◆ Written problem
Pull out every line below that contains the word "collar", treating uppercase and lowercase letters as different.
■ ■ ■
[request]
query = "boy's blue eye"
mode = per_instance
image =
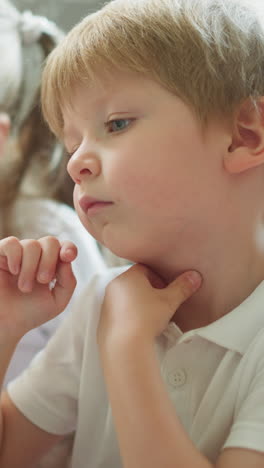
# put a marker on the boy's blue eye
(118, 125)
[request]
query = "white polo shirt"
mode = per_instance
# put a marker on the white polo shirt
(214, 376)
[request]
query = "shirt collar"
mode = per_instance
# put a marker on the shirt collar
(234, 331)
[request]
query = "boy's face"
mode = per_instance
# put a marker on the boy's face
(140, 150)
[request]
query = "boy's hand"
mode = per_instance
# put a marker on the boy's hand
(27, 268)
(138, 304)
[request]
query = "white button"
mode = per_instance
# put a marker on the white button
(177, 378)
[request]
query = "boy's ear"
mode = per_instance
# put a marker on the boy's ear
(4, 131)
(247, 148)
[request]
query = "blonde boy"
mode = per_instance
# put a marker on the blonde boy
(160, 103)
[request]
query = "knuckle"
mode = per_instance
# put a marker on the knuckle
(31, 244)
(11, 241)
(51, 241)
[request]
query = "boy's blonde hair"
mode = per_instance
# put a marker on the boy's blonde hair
(210, 53)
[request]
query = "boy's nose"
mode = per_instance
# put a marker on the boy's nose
(83, 165)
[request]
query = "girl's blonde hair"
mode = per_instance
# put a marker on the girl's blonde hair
(34, 163)
(210, 53)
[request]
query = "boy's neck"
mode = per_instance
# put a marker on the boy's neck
(229, 277)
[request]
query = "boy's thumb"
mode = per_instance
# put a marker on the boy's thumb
(65, 285)
(183, 287)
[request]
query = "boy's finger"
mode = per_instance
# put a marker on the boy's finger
(65, 285)
(68, 251)
(181, 289)
(50, 251)
(29, 265)
(11, 249)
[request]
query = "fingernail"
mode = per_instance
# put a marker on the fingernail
(26, 286)
(194, 278)
(15, 270)
(69, 252)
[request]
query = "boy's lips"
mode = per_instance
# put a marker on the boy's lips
(91, 205)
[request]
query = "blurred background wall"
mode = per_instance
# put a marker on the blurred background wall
(65, 13)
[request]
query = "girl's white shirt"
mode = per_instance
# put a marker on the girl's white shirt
(33, 218)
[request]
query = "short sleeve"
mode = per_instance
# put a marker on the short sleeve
(47, 392)
(247, 430)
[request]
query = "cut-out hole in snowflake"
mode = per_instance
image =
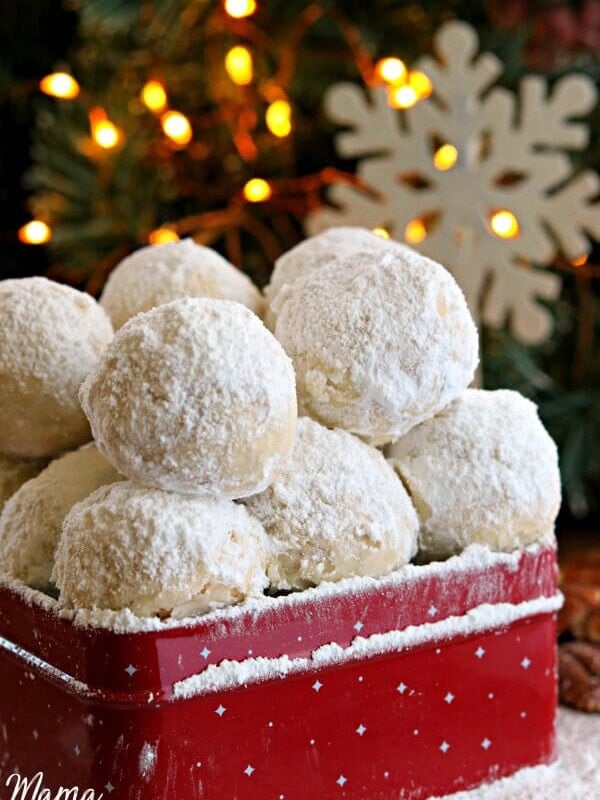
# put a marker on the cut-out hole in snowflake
(509, 157)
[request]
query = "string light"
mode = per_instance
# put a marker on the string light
(257, 190)
(238, 9)
(60, 84)
(239, 66)
(154, 96)
(163, 236)
(35, 232)
(278, 118)
(415, 232)
(402, 96)
(391, 70)
(383, 233)
(177, 127)
(445, 157)
(420, 83)
(104, 132)
(504, 224)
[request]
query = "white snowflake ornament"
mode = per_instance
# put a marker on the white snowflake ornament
(502, 197)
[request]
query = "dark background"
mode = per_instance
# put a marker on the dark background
(34, 36)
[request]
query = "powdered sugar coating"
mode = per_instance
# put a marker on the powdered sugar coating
(31, 521)
(336, 510)
(484, 470)
(14, 472)
(158, 274)
(128, 546)
(194, 396)
(379, 341)
(51, 338)
(313, 253)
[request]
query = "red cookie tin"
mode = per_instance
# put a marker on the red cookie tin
(434, 679)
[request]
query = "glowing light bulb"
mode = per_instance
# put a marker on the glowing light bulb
(257, 190)
(177, 127)
(60, 84)
(445, 157)
(278, 118)
(415, 231)
(154, 96)
(35, 232)
(239, 66)
(402, 96)
(163, 236)
(238, 9)
(383, 233)
(420, 83)
(580, 260)
(391, 70)
(504, 224)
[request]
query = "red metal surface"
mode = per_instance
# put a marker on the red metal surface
(375, 729)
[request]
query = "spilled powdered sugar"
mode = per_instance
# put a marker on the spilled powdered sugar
(147, 761)
(230, 674)
(49, 670)
(575, 776)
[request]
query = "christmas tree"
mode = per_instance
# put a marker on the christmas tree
(191, 118)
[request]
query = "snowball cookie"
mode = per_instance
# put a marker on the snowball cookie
(335, 511)
(158, 274)
(484, 471)
(379, 342)
(154, 552)
(13, 474)
(315, 251)
(31, 520)
(194, 396)
(50, 338)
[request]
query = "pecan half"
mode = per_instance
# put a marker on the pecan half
(579, 675)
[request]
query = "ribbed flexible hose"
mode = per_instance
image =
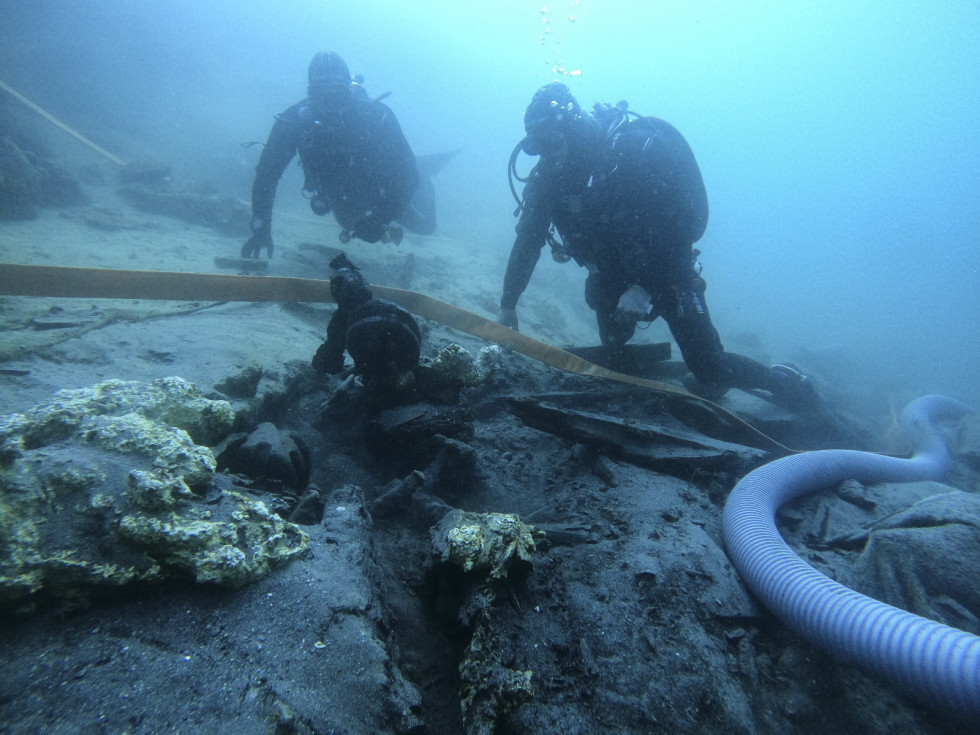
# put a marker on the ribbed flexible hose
(935, 663)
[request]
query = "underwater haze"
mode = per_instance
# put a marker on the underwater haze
(839, 141)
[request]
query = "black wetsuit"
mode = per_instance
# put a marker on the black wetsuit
(356, 160)
(629, 205)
■ ■ ■
◆ Complete output
query = "shirt collar"
# put a marker on the shirt collar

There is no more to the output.